■ TEXTAUSZUG
»»

Des Schelmen arger Griff, damit er uns will fangen,
Opitz.
Damit entfährt der Geist dem losen Mammonsknechte,
Dem jeder um das Grab mit einem Schelmen ziert,
Canitz.
Diese Abänderung des Schelmen u.s.f. ist in der Oberdeutschen Mundart üblicher als in der Hochdeutschen. 2) In gelinderer Bedeutung ist Schelm, so wie Schalk, eine Person, welche einem andern bey einem unschuldig scheinenden äußern Verhalten zu schaden sucht, und in noch gelinderer Bedeutung, welche leichtfertige Absichten hinter einem äußern unschuldig scheinenden Betragen zu verbergen weiß. Ein loser, leichtfertiger Schelm. Einen Schelm hinter den Ohren haben. Je ärger Schelm, je besser Glück. Ein armer Schelm, in noch weiterer Bedeutung, ein armer mitleidswürdiger Mensch.

««

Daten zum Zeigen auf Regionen
»»

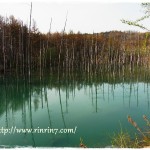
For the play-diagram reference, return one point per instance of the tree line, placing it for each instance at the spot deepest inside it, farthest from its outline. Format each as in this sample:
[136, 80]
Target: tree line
[21, 45]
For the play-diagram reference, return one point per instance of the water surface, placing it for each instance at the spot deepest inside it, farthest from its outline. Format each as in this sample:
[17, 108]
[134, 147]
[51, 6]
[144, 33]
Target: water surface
[96, 103]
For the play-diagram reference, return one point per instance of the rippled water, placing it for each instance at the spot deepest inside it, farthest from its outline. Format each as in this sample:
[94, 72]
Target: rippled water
[96, 103]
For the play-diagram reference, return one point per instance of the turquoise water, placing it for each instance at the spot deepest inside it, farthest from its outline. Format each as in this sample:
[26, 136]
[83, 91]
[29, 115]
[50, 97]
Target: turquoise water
[96, 104]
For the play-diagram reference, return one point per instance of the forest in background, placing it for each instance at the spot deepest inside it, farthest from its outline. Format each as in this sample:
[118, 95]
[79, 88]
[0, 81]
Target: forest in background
[24, 49]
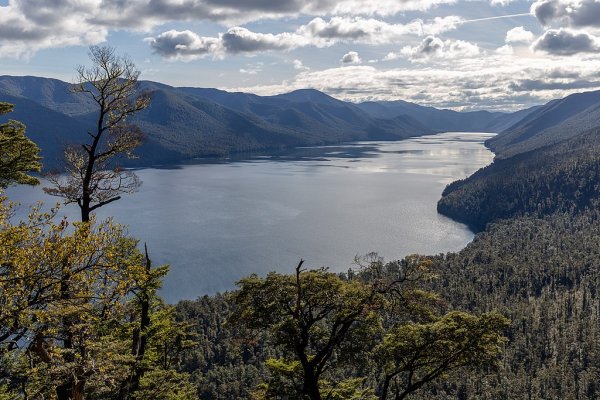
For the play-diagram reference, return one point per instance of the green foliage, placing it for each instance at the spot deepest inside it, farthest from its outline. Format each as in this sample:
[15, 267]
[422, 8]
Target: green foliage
[92, 180]
[67, 312]
[18, 154]
[555, 179]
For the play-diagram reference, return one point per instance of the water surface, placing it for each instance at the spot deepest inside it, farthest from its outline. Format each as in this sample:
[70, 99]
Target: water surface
[216, 222]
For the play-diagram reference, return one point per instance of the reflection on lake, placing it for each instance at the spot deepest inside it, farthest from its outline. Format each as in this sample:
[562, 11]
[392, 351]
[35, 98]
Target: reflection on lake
[215, 222]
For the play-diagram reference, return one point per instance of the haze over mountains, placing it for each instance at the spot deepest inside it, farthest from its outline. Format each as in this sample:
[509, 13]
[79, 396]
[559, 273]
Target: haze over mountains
[184, 123]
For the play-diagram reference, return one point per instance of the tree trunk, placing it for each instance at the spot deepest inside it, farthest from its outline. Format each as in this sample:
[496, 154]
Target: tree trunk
[311, 385]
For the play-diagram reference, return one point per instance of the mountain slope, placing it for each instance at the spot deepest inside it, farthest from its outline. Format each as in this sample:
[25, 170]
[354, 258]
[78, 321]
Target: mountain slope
[183, 123]
[438, 120]
[556, 121]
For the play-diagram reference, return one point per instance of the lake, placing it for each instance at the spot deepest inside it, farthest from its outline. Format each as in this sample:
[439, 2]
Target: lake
[215, 222]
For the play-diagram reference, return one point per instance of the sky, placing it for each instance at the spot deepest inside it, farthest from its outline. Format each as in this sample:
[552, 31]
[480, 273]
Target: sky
[460, 54]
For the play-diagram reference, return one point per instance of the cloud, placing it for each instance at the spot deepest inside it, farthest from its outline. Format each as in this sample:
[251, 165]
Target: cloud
[298, 65]
[351, 58]
[29, 25]
[241, 40]
[572, 13]
[26, 27]
[507, 49]
[453, 84]
[519, 35]
[566, 42]
[187, 45]
[374, 31]
[501, 2]
[184, 45]
[527, 85]
[434, 47]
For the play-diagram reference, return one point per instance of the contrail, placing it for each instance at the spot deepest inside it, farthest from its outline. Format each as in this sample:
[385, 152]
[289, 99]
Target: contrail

««

■ DEINE AUFGABE
In welcher Mundart ist die Abänderung „des Schelmen“ laut dem Textauszug üblicher als in der Hochdeutschen? Für die Bearbeitung braucht man die Zeilen nicht.

■ ENDGÜLTIGE ANTWORT
In der Oberdeutschen Mundart.